● The task:
Hand back the entries below exactly.

● Input data:

-------------------------

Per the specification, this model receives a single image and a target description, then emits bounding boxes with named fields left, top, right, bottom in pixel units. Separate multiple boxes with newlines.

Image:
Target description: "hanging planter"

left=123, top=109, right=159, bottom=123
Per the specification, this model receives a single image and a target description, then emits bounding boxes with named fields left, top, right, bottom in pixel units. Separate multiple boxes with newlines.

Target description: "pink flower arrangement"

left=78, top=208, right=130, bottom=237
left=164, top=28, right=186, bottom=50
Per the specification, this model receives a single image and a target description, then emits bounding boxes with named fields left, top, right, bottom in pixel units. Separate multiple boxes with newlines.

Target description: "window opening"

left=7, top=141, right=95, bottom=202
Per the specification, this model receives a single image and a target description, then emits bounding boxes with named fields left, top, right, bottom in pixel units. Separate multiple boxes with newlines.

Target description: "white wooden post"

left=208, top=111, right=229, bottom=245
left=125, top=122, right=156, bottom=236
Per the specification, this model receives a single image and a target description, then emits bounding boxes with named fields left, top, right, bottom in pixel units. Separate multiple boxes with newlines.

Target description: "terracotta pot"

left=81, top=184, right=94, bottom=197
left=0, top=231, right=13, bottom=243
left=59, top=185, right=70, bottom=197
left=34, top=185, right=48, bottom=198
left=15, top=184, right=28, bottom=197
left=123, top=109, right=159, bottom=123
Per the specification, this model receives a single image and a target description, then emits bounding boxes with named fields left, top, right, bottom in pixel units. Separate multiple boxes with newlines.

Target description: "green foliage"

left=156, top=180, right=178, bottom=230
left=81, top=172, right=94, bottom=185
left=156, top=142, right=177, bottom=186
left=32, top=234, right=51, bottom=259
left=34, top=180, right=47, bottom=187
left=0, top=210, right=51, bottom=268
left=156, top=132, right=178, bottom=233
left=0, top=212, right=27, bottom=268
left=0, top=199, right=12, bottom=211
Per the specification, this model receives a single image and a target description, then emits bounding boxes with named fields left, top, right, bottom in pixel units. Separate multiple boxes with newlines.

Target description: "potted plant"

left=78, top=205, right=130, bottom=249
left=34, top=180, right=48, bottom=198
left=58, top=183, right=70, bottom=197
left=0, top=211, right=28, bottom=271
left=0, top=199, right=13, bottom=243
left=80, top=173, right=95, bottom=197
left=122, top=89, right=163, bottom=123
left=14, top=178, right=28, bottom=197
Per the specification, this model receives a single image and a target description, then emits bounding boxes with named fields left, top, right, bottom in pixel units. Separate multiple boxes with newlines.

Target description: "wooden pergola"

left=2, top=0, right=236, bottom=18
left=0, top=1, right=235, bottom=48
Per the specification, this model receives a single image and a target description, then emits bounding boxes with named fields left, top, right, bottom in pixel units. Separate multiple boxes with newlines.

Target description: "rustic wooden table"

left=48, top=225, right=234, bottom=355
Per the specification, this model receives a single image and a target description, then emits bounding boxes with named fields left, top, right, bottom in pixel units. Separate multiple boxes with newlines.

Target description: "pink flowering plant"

-------------------------

● Result:
Per the specification, this model receives a single image and a target description, then emits bounding boxes with named fields left, top, right, bottom in pixel units. Separate multiple boxes with newlines.

Image:
Target description: "hanging planter"

left=123, top=109, right=159, bottom=123
Per the specification, this model receives a single image and a target description, then emits bounding boxes with named fields left, top, right, bottom in pixel units. Separate multiple boxes with newlines.

Target description: "pink flower arrangement"

left=78, top=208, right=130, bottom=237
left=164, top=28, right=186, bottom=50
Per the specification, this model receives a single image and a target description, then emits bounding boxes with named fields left, top, right, bottom in pixel units. Separate multiple boxes with newlines.

Target description: "window opening"

left=7, top=141, right=95, bottom=202
Per the specification, this model receives a single image and a target description, then emits bounding boxes with named fields left, top, right, bottom in pixel units. Separate multiple boxes with newlines.

Target description: "white wooden post"

left=208, top=111, right=229, bottom=245
left=125, top=122, right=156, bottom=236
Per the specification, this model receives a single image and a target description, then emits bounding boxes with named fields left, top, right, bottom in pixel units. Separate multiple boxes with newlines.

Target description: "terracotta pot"

left=81, top=184, right=94, bottom=197
left=0, top=231, right=13, bottom=243
left=59, top=185, right=70, bottom=197
left=34, top=185, right=48, bottom=198
left=15, top=184, right=28, bottom=197
left=123, top=109, right=159, bottom=123
Per the specification, this model receives a single image and a target description, then emits bounding boxes with named fields left, top, right, bottom in pixel units. Separate multiple boxes with newlines.

Target description: "green foliage"

left=156, top=180, right=178, bottom=230
left=81, top=172, right=94, bottom=185
left=156, top=142, right=177, bottom=186
left=32, top=234, right=51, bottom=259
left=34, top=180, right=47, bottom=187
left=0, top=210, right=51, bottom=268
left=156, top=132, right=178, bottom=233
left=0, top=212, right=27, bottom=268
left=0, top=199, right=12, bottom=211
Per the specification, this model receives a single image and a target description, then emits bounding boxes with named fields left, top, right, bottom in pixel units. Separate multiple boxes with newlines.

Target description: "potted plant"

left=78, top=205, right=130, bottom=249
left=34, top=180, right=48, bottom=198
left=58, top=183, right=70, bottom=197
left=0, top=211, right=28, bottom=271
left=0, top=199, right=13, bottom=243
left=80, top=173, right=95, bottom=197
left=122, top=89, right=163, bottom=123
left=14, top=178, right=28, bottom=197
Per the specification, this model receives a single image and a target description, then emits bounding boxes with named fields left, top, right, bottom in pixel units. Separate multiple boxes with newlines.

Target description: "wooden pergola"

left=2, top=0, right=236, bottom=18
left=0, top=1, right=235, bottom=48
Per the specification, this model receives a single image and a target description, then emits bounding boxes with named fields left, top, right, bottom in pixel units. Separate multiple boxes with newlines.

Target description: "rustic wooden table"

left=48, top=225, right=234, bottom=355
Per the specification, this model receives a single image and a target description, then emits bounding boxes with named fields left, top, right, bottom in pixel units. Separate multiple boxes with newlines.

Target description: "pink flowering plant"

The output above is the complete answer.